* TEXTE À LIRE *
▼▼▼

L'auteure, qu'elle fut la célèbre pionnière aux pantalons d'homme ou une romancière qui eut aimé incarner son héroïne, décrit les Black Hills de l'Ouest sauvage, les Sioux, les Cheyennes, ses parties de poker, ses aumônes, ses boulots de conductrice de diligences ou d'infirmière, de nourrice, même, ainsi que le Wild West Show de Buffalo Bill, où elle joue son propre rôle. Elle évoque, tout au long de cette correspondance, ses fidèles amours pour Wild Bill Hickok, sa reconnaissance éternelle pour le père adoptif de sa fille, Jim O'Neil, son attachement à son cheval Satan, et ses pensées maternelles, pleines de regrets, pour sa Janey.

▲▲▲

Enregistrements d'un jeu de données
▼▼▼

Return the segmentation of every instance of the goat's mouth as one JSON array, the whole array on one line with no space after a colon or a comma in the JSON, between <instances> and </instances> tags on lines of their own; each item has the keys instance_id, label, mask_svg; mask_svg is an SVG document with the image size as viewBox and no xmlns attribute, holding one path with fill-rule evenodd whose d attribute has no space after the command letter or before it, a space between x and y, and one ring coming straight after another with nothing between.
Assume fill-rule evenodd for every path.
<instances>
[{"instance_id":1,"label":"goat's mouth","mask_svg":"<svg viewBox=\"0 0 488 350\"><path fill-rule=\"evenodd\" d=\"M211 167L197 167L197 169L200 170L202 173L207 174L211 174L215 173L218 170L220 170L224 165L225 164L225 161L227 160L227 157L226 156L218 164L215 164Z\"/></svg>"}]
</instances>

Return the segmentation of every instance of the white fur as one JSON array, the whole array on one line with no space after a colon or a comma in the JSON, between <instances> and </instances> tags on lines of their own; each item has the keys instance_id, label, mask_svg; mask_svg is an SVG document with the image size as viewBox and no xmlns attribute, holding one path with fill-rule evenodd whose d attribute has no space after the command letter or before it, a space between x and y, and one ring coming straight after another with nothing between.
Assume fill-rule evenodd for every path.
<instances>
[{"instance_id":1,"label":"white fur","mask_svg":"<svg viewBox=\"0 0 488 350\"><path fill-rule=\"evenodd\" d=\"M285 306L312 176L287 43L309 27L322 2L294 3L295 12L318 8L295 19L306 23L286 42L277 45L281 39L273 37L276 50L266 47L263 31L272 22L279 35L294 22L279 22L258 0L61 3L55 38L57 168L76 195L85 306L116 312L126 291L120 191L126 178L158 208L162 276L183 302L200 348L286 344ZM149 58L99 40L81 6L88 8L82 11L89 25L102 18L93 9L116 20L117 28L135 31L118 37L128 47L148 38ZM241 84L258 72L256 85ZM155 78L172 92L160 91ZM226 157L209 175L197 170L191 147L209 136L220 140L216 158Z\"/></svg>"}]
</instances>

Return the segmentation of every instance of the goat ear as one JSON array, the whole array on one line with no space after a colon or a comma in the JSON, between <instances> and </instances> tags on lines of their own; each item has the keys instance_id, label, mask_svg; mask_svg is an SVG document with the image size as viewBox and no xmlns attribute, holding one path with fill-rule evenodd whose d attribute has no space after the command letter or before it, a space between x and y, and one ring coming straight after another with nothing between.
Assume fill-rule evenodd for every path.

▲▲▲

* CONSIGNE ÉCRITE A *
Quelles personnes le texte à lire désigne-t-il par leur nom, en dehors du cheval Satan ?
* CONSIGNE ÉCRITE B *
Poursuivez le texte sur la correspondance de l'auteure à partir de l'endroit où il s'arrête.
Les enregistrements n'ont aucun rôle ici.

* CORRIGÉ DE L'EXERCICE A *
Wild Bill Hickok, Jim O'Neil, Buffalo Bill, Janey

* CORRIGÉ DE L'EXERCICE B *
Les bourgeoises 
de Deadwood, qu'elle accuse de garder des squelettes dans les placards et d'engendrer des fratries de bâtards, sont des contemporaines qui comptent également, dans ses mémoires : « Je n'ai encore jamais tué personne, mais j'aimerais cogner sur la tête de certaines femmes de Deadwood » ; « Si j'étais un homme, il me suffirait de leur flairer une seule fois les aisselles pour être dégoûté. »
Ces vingt-sept lettres, qui s'échelonnent entre 1877 et 1902, ont été dévoilées près de quarante ans après la mort de Calamity Jane, en 1941, par celle qui se disait être sa fille Janey. Elles se lisent aisément, comme nous écouterions une vieille tante, accoudée à la table de sa cuisine, raconter sa pauvre vie, une existence hésitant entre ses heureuses bagarres dans les saloons avec les mégères de la ville et une vie "plus" chrétienne, à cuisiner son mince pie et son gâteau de 20 ans.
Un livre lu, en écoutant "La ballade de Calamity Jane", superbe album — qui n'est pas sans rappeler les ambiances de la musique du film "Dead Man", jouée par Neil Young —, composé et interprété par Chloé Mons, Alain Bashung et Rodolphe Burger.